- Source
*****
By Samantha Comerford, Assistant Collections Manager, Helen Louise Allen Textile Collection; MA Candidate, Department of Art History
I first encountered the art of hairwork during an internship at the Illinois State Museum and was both fascinated and a little grossed out by it, as many people are. Although many materials used for artmaking and textile production are physically connected to living things (wool, shells, leather, natural pigments), objects made of human materials can be startling or even off-putting. Hair is also an emotionally-loaded material associated with keepsakes for remembrance (parents saving a lock of baby hair after a first hair cut), romance (a lover wearing a locket containing their partner’s hair), and mourning (keeping a lock of a deceased loved one’s hair). The enduring nature of hair – the way it lasts long after someone has passed away – means that hairwork powerfully embodies memories and stories through the physical essence of another person…perhaps to an uncanny extent.
I, however, quickly became enamored. I love the delicacy of the work, as well as the ways that such objects embody sentimentality while providing a tangible link to people of the past. Many collections of historic objects have a few hairworks because the ornamental art form was popular during the Victorian era. The Helen Louis Allen Textile Collection (HLATC) is no exception. At HLATC, I have encountered a multitude of hairwork pieces using different techniques, hair colors, and forms. We have a gorgeous collection of wreaths and small florets. Visitors to the collection are often caught off-guard upon the discovery that these wreaths are in fact made with human hair; they often first assume that the fine, detailed work is made of thread.
While hosting collections visits, I especially enjoy facilitating close looking with these works using magnifying lenses. At HLATC, we often use lenses we call “loupes” to look closely at stitches, weavings, or fibers in order to better understand the techniques and materials used in a textile. Guiding the visitors to look closely and carefully at hairwork with loupes, I am able to help them see the variations in each strand of hair, the elegant wirework, and the fine weaving techniques. This helps the students and scholars better understand the materiality of the objects and the work of the makers.
Women most often created hair wreaths as a form of fancy work in the nineteenth century. “Fancy work” usually describes artworks that 19th-century women made by hand in the home among communities of women– including, but not limited to, painting, embroidery, and drawing. Although using hairwork in jewelry was common, hairwork wreath creations like these HLATC examples were display objects that served as visual markers of an individual’s family or community while being loaded with the sentimentality and romanticism of the nineteenth century. To create such works, various members of a community would give locks of their hair to the producer of the hairwork, or the producer would collect hair from a deceased relative.
*****
- Extracted material

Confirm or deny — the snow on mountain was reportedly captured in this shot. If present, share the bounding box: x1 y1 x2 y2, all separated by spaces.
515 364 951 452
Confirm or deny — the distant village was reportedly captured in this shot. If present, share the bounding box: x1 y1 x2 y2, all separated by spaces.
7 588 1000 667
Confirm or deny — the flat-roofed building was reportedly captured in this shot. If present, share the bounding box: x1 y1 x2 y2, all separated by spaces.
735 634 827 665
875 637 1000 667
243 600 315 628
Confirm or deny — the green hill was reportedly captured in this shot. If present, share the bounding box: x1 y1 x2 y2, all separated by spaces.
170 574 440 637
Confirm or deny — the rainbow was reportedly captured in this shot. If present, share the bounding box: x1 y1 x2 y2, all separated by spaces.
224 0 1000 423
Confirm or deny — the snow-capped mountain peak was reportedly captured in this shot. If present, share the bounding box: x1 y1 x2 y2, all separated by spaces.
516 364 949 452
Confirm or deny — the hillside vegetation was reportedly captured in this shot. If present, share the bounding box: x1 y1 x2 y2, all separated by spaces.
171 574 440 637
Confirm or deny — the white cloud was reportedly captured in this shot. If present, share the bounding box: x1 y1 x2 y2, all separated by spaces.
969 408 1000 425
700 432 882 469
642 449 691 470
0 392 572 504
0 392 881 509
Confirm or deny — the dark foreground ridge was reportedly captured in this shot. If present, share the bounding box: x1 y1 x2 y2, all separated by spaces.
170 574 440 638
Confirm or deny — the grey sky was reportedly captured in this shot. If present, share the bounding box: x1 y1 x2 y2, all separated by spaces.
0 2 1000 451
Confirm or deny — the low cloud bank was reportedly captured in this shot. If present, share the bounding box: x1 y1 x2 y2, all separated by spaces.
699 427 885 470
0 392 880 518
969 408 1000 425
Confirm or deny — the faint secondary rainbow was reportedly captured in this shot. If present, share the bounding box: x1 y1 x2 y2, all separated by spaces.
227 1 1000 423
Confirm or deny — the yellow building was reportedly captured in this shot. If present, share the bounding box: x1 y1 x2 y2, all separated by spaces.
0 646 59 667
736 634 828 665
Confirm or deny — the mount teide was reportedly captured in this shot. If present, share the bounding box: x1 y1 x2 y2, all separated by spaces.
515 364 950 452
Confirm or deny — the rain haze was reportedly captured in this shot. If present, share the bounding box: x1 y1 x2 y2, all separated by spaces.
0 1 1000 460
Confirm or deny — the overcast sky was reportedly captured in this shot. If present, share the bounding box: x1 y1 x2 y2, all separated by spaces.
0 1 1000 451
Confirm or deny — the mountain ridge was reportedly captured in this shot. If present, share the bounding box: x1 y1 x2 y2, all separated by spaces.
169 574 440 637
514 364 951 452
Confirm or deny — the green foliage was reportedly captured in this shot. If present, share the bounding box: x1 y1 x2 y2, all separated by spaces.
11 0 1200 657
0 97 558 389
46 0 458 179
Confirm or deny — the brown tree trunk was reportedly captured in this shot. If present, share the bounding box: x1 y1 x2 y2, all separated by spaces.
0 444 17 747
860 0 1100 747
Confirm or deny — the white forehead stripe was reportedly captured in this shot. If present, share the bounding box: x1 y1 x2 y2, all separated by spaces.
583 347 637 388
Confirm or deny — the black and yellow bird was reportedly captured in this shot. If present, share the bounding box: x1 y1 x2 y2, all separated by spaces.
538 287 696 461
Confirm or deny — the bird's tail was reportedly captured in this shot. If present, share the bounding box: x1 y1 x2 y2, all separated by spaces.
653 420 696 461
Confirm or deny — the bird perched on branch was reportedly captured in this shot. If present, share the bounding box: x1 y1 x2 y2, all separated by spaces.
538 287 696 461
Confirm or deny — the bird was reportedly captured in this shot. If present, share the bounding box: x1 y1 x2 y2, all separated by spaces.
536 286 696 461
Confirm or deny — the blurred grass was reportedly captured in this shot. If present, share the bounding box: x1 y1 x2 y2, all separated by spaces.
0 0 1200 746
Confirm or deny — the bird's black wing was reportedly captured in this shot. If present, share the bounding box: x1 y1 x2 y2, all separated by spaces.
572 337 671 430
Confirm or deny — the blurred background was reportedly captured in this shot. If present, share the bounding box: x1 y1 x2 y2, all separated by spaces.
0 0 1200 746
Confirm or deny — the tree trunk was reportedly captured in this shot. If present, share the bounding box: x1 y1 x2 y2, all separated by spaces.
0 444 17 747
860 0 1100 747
*****
- To-do list
[1] In the hairwork text, what do visitors to the collection often first assume the fine, detailed wreaths are made of?
[2] Please rewrite the stretch of the hairwork text from "I, however, quickly" through "made of thread.", using "garlands" in place of "wreaths".

- Answers by task
[1] Thread.

[2]
I, however, quickly became enamored. I love the delicacy of the work, as well as the ways that such objects embody sentimentality while providing a tangible link to people of the past. Many collections of historic objects have a few hairworks because the ornamental art form was popular during the Victorian era. The Helen Louis Allen Textile Collection (HLATC) is no exception. At HLATC, I have encountered a multitude of hairwork pieces using different techniques, hair colors, and forms. We have a gorgeous collection of garlands and small florets. Visitors to the collection are often caught off-guard upon the discovery that these garlands are in fact made with human hair; they often first assume that the fine, detailed work is made of thread.